### Task A
Return, word for word, the stretch of the lesson on built-in data structures from "Content used in" through "later, stay tuned!)".

# [CptS 215 Data Analytics Systems and Algorithms](https://github.com/gsprint23/cpts215)
[Washington State University](https://wsu.edu)

[Gina Sprint](http://eecs.wsu.edu/~gsprint/)
# Built-in Data Structures

Learner objectives for this lesson:
* Work with commonly used built-in Python data structures
    * Strings
    * Lists
    * Tuples
    * Dictionaries
* Learn about object aliasing
* Pass arguments into programs via command line arguments

Content used in this lesson is based upon information in the following sources:
* None to report

## Review of Strings
Recall a string is a *sequence of characters*. In Python, we can have sequences of items other than characters. For example, we can have sequences of:
* Numbers
    * Integers
    * Floats
* Objects
    * Strings
    * Files
    * Turtles
    * Our own objects we define ourselves (to be learned later, stay tuned!)

## Lists
A list is a *sequence of items*. In a string, the items are characters. In a list, they can be any type. Items in a list are also called *elements*.

We declare a sequence of items as a list with hard brackets: `[<comma separated list items>]`

In [1]:
list_ints = [0, 1, 10, 20]
print(list_ints)

list_floats = [0.2, 0.4, 0.6, 1.0]
print(list_floats)

# types can be mixed in a list
list_numbers = [0, 0.0, 1, 1.0, -2]
print(list_numbers)

list_strings = ["cat", "dog", "bird"]
print(list_strings)

[0, 1, 10, 20]
[0.2, 0.4, 0.6, 1.0]
[0, 0.0, 1, 1.0, -2]
['cat', 'dog', 'bird']


Note: the data types in a list need not all be the same.

### List Indexing
Just like with strings, list indices are 0-based. We can index into a list to access a list item just like how we indexed into a string to get an individual character:

In [4]:
print(list_ints[0])

0


### List Length
We can also use then `len()` function to determine the number of items in a list:

In [5]:
print(len(list_strings))

### Task B
Retype the listing unchanged, covering the stretch from its first line through the line that contains "<point>511,650</point>".

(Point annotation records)
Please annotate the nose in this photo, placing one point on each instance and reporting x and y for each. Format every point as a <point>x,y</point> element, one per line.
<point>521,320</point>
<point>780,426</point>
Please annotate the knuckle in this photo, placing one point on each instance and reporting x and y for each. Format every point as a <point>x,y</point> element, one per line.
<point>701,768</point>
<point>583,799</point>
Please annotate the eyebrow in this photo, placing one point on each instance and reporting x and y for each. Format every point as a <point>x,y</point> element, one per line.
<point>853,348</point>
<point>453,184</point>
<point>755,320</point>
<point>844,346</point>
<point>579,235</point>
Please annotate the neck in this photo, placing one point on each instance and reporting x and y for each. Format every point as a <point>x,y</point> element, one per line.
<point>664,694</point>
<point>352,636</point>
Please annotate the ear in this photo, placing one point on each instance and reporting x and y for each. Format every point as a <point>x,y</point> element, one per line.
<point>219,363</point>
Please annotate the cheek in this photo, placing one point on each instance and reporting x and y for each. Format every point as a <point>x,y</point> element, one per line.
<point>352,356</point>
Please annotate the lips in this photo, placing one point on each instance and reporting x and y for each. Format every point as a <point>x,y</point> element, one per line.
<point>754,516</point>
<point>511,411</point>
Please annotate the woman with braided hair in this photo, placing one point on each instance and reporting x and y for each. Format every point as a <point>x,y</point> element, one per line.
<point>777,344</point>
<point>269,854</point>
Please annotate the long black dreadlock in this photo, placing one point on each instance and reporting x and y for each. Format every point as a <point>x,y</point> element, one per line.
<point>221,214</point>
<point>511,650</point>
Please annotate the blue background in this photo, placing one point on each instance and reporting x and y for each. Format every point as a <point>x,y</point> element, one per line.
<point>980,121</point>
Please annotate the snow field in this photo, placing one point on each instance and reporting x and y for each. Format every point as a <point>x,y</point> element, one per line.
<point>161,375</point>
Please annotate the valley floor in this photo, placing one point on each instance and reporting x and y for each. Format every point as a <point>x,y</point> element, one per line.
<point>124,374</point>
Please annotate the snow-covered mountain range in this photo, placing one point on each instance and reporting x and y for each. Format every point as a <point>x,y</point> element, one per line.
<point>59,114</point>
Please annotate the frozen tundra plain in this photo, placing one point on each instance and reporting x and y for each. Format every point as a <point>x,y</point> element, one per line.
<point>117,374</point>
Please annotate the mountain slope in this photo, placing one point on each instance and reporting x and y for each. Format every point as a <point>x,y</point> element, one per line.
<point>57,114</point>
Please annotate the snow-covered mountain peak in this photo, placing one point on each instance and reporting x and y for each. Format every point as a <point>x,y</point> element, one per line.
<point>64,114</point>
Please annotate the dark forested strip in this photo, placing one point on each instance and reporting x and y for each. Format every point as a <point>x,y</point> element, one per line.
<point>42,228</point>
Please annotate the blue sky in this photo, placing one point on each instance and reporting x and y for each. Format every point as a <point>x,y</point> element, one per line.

### Response A
Content used in this lesson is based upon information in the following sources:
* None to report

## Review of Strings
Recall a string is a *sequence of characters*. In Python, we can have sequences of items other than characters. For example, we can have sequences of:
* Numbers
    * Integers
    * Floats
* Objects
    * Strings
    * Files
    * Turtles
    * Our own objects we define ourselves (to be learned later, stay tuned!)

### Response B
Please annotate the nose in this photo, placing one point on each instance and reporting x and y for each. Format every point as a <point>x,y</point> element, one per line.
<point>521,320</point>
<point>780,426</point>
Please annotate the knuckle in this photo, placing one point on each instance and reporting x and y for each. Format every point as a <point>x,y</point> element, one per line.
<point>701,768</point>
<point>583,799</point>
Please annotate the eyebrow in this photo, placing one point on each instance and reporting x and y for each. Format every point as a <point>x,y</point> element, one per line.
<point>853,348</point>
<point>453,184</point>
<point>755,320</point>
<point>844,346</point>
<point>579,235</point>
Please annotate the neck in this photo, placing one point on each instance and reporting x and y for each. Format every point as a <point>x,y</point> element, one per line.
<point>664,694</point>
<point>352,636</point>
Please annotate the ear in this photo, placing one point on each instance and reporting x and y for each. Format every point as a <point>x,y</point> element, one per line.
<point>219,363</point>
Please annotate the cheek in this photo, placing one point on each instance and reporting x and y for each. Format every point as a <point>x,y</point> element, one per line.
<point>352,356</point>
Please annotate the lips in this photo, placing one point on each instance and reporting x and y for each. Format every point as a <point>x,y</point> element, one per line.
<point>754,516</point>
<point>511,411</point>
Please annotate the woman with braided hair in this photo, placing one point on each instance and reporting x and y for each. Format every point as a <point>x,y</point> element, one per line.
<point>777,344</point>
<point>269,854</point>
Please annotate the long black dreadlock in this photo, placing one point on each instance and reporting x and y for each. Format every point as a <point>x,y</point> element, one per line.
<point>221,214</point>
<point>511,650</point>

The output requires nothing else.